[SELECTED TEXT]
+ + +

Monday, February 24, 2014

The Doctrine of Non-Partiality as a Basis for the Interposition of Lesser Magistrates

It was the doctrine of non-partiality that brought the tyrant
King Charles I to trial, and effectively beheaded the notion
of the divine right of kings - which held kings to be
above the law.

by Steve C. Halbrook

The notion of the divine right of kings holds that higher magistrates are above the law and therefore cannot be made to answer for crimes against the people—even by the interposition of lesser magistrates. 

While this has been advocated by many in history and justified by Scripture itself, this view is demolished when confronted with a foundational principle of civil government: the doctrine of non-partiality. Consider the following verses:
Judges and officers shalt thou make thee in all thy gates, which the Lord thy God giveth thee, throughout thy tribes: and they shall judge the people with just judgment.Thou shalt not wrest judgment; thou shalt not respect persons, neither take a gift: for a gift doth blind the eyes of the wise, and pervert the words of the righteous. (Deuteronomy 16:18, 19)
Ye shall not respect persons in judgment; but ye shall hear the small as well as the great; ye shall not be afraid of the face of man; for the judgment is God's: and the cause that is too hard for you, bring it unto me, and I will hear it. (Deuteronomy 1:17)

+ + +

[DATA SHOWN]
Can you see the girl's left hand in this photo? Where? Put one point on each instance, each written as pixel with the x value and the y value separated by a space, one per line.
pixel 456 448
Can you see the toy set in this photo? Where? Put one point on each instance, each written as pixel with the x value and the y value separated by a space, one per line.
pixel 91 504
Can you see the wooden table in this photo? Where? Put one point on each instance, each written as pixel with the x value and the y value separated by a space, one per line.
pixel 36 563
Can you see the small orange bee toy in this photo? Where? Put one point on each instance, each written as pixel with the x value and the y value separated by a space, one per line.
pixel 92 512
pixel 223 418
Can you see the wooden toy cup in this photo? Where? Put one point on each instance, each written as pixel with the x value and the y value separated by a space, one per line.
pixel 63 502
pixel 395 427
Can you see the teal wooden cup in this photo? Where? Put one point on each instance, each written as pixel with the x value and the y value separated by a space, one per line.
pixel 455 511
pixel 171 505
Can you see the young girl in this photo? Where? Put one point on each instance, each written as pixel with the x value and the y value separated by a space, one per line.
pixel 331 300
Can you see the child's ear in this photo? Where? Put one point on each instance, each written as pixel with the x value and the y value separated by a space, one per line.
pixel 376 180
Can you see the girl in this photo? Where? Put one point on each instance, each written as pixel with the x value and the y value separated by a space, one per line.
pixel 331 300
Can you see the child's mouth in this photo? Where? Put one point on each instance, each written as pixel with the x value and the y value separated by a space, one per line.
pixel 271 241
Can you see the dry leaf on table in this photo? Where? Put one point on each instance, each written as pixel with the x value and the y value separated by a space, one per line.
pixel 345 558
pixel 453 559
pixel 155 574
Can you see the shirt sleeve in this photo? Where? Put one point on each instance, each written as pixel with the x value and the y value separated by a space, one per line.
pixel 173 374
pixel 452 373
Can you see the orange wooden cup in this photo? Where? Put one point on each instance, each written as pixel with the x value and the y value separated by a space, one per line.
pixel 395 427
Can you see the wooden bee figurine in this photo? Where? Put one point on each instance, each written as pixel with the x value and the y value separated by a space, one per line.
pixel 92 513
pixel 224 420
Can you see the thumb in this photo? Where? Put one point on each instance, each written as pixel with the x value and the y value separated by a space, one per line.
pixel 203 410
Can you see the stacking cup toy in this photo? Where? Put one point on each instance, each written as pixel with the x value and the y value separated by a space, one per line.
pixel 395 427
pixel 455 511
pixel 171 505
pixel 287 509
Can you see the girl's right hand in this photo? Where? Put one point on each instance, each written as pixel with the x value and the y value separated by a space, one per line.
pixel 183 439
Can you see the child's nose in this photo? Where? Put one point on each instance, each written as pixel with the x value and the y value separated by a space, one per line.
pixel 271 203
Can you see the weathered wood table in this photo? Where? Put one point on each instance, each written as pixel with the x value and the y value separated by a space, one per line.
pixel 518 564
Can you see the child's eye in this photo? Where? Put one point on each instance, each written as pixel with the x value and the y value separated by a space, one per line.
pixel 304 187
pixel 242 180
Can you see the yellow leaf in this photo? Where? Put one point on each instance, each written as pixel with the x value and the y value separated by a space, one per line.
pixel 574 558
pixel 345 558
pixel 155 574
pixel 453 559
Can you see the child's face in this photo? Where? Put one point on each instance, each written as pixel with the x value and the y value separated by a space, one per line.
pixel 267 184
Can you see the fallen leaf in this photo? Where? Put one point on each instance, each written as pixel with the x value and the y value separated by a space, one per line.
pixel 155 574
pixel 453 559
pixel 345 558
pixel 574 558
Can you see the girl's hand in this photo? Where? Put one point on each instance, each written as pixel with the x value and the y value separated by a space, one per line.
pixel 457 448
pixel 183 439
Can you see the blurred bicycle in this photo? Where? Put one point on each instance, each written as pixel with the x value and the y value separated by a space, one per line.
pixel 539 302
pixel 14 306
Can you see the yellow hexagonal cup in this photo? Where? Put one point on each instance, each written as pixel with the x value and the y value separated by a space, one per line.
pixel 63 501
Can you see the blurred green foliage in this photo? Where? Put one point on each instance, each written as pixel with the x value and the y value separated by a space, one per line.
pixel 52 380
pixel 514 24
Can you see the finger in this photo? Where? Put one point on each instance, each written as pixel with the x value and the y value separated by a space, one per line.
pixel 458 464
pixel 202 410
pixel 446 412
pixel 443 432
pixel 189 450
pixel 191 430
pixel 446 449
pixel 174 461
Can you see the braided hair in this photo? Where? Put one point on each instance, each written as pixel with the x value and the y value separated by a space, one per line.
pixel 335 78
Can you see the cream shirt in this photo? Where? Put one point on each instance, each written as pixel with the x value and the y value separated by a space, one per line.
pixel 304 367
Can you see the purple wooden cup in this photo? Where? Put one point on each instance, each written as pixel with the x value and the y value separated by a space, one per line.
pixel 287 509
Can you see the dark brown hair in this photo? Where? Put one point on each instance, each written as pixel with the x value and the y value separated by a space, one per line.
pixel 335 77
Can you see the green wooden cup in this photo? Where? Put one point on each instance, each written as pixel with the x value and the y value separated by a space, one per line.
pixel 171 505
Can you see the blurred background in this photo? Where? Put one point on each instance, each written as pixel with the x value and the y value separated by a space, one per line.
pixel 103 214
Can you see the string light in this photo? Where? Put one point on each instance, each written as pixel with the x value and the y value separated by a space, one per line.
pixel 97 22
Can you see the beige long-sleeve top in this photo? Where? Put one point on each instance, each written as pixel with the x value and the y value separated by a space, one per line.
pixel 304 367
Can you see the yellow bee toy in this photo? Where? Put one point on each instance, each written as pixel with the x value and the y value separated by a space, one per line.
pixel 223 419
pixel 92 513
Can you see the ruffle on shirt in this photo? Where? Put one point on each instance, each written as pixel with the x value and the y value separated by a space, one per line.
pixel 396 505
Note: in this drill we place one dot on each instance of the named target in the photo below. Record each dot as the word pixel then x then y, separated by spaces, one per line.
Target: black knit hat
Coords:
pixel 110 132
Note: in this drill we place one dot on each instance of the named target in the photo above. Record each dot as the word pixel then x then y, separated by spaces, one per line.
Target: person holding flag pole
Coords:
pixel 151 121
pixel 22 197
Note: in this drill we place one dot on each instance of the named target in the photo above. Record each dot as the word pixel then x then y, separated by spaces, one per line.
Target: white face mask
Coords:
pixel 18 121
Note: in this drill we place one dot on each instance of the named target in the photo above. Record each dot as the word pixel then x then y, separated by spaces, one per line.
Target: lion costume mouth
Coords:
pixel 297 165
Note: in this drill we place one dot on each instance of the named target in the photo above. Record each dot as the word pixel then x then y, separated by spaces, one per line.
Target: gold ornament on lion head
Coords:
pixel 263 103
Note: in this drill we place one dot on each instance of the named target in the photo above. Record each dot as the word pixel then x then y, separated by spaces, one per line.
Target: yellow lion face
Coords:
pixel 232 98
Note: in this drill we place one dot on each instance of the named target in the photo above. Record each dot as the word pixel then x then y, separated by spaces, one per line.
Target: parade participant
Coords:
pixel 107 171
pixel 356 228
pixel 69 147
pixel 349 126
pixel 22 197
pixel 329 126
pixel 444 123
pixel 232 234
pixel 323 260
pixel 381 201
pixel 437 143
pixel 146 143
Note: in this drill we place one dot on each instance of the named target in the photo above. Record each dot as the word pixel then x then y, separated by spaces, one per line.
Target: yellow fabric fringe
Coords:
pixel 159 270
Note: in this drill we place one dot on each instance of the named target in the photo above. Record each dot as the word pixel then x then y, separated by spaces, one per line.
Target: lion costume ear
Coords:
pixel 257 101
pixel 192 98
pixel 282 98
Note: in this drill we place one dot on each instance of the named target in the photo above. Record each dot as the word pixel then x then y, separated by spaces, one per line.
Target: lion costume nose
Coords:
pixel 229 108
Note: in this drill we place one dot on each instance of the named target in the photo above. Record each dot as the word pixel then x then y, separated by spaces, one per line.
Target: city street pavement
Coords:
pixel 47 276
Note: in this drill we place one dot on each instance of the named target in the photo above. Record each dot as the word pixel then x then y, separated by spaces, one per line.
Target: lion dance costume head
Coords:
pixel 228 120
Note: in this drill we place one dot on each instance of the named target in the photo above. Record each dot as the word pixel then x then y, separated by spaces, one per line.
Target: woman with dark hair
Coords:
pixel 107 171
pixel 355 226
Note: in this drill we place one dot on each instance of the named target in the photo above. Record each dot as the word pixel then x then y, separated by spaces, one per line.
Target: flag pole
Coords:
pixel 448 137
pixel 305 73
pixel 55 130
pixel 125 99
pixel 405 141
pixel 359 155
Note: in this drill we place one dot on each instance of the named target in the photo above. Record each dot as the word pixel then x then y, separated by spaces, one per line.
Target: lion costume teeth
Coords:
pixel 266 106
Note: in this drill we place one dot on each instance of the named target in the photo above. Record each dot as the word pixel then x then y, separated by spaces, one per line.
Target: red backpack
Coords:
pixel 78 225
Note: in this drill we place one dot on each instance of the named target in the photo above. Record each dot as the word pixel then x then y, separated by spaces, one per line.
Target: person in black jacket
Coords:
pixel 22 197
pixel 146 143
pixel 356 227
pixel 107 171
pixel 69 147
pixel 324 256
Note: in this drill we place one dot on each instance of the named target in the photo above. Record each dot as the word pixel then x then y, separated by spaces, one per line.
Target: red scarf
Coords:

+ + +

[REQUIRED WORK]
a – Quote the passage of the post on the doctrine of non-partiality between "The Doctrine of Non-Partiality as" and "above the law.", inclusive.
b – Put the records between their first line and the line holding "pixel 456 448", inclusive, into a two-column CSV with the columns request and answer. Give one row per request, with its text and its answer each in a single quoted field and any line breaks replaced by spaces.

[RESULTS IN ORDER]
a –
The Doctrine of Non-Partiality as a Basis for the Interposition of Lesser Magistrates

It was the doctrine of non-partiality that brought the tyrant
King Charles I to trial, and effectively beheaded the notion
of the divine right of kings - which held kings to be
above the law.

b –
request,answer
"Can you see the girl's left hand in this photo? Where? Put one point on each instance, each written as pixel with the x value and the y value separated by a space, one per line.","pixel 456 448"